● Assignment:
Print the data that follows without changing a single word.

== Dataset records ==

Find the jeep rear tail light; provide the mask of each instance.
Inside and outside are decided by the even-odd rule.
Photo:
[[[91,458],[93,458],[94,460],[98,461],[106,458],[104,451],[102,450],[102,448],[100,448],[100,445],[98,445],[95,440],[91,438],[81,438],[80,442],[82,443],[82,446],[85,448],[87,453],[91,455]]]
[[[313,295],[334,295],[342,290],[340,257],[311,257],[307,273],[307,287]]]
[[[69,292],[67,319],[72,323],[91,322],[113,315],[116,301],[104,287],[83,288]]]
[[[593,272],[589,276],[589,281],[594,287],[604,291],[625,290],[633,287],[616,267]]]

===

● Completed task:
Find the jeep rear tail light; provide the mask of each instance.
Inside and outside are decided by the even-odd rule.
Photo:
[[[91,458],[93,458],[94,460],[98,461],[106,458],[104,451],[102,450],[102,448],[100,448],[100,445],[98,445],[95,440],[91,438],[81,438],[80,442],[82,443],[82,446],[85,448],[87,453],[91,455]]]
[[[313,295],[334,295],[342,290],[340,257],[311,257],[307,273],[307,287]]]
[[[69,292],[67,319],[72,323],[91,322],[113,315],[116,301],[104,287],[83,288]]]
[[[593,272],[589,276],[589,281],[594,287],[604,291],[625,290],[633,287],[616,267]]]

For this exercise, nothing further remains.